# [KUTIPAN TERPILIH]
Barulah pada bab-bab berikutnya (6 sampai 9) ia masuk dalam peradaban Zaman Aksial.
3
Bellah memang ingin menjadikan ini semua sebagai satu garis panjang dengan mengikuti garis
perkembangan evolusioner, bukan saja dari agama-agama awal itu, tapi dari organisme satu-sel
pertama yang menandai kehidupan di muka bumi, bahkan jauh sebelunmya mulai dari pembentukan
alam semesta ini, sejauh yang bisa diteorikan oleh sains. Namun, dalam pandangan saya, seperti
akan dibahas nanti, justru di sinilah Bellah mungkin kurang berhasil.

# [ARAHAN 1]
Menurut kutipan terpilih, garis perkembangan apa yang diikuti Bellah?
# [ARAHAN 2]
Apakah setiap pernyataan berikut sesuai dengan kutipan terpilih? (a) Bellah ingin menjadikan semuanya satu garis panjang. (b) Garis itu dimulai dari pembentukan tata surya. (c) Penulis kutipan menilai Bellah sepenuhnya berhasil di bagian ini.
# [ARAHAN 3]
Salin persis bagian kutipan terpilih, dari "Barulah pada bab-bab" sampai "mungkin kurang berhasil.".

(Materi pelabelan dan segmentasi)
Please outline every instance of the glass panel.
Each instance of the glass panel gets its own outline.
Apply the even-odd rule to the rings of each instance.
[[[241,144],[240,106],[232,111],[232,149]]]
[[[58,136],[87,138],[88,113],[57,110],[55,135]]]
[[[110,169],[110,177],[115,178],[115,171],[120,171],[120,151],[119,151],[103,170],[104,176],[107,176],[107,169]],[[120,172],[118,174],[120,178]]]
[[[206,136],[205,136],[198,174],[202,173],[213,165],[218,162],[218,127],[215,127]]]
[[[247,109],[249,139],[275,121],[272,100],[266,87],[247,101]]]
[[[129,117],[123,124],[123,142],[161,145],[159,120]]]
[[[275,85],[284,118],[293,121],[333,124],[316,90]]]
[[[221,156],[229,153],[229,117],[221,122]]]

# [JAWABAN LENGKAP 1]
Garis perkembangan evolusioner.

# [JAWABAN LENGKAP 2]
(a) Ya: "Bellah memang ingin menjadikan ini semua sebagai satu garis panjang".
(b) Tidak: "mulai dari pembentukan alam semesta ini".
(c) Tidak: "justru di sinilah Bellah mungkin kurang berhasil".

# [JAWABAN LENGKAP 3]
Barulah pada bab-bab berikutnya (6 sampai 9) ia masuk dalam peradaban Zaman Aksial.
3
Bellah memang ingin menjadikan ini semua sebagai satu garis panjang dengan mengikuti garis
perkembangan evolusioner, bukan saja dari agama-agama awal itu, tapi dari organisme satu-sel
pertama yang menandai kehidupan di muka bumi, bahkan jauh sebelunmya mulai dari pembentukan
alam semesta ini, sejauh yang bisa diteorikan oleh sains. Namun, dalam pandangan saya, seperti
akan dibahas nanti, justru di sinilah Bellah mungkin kurang berhasil.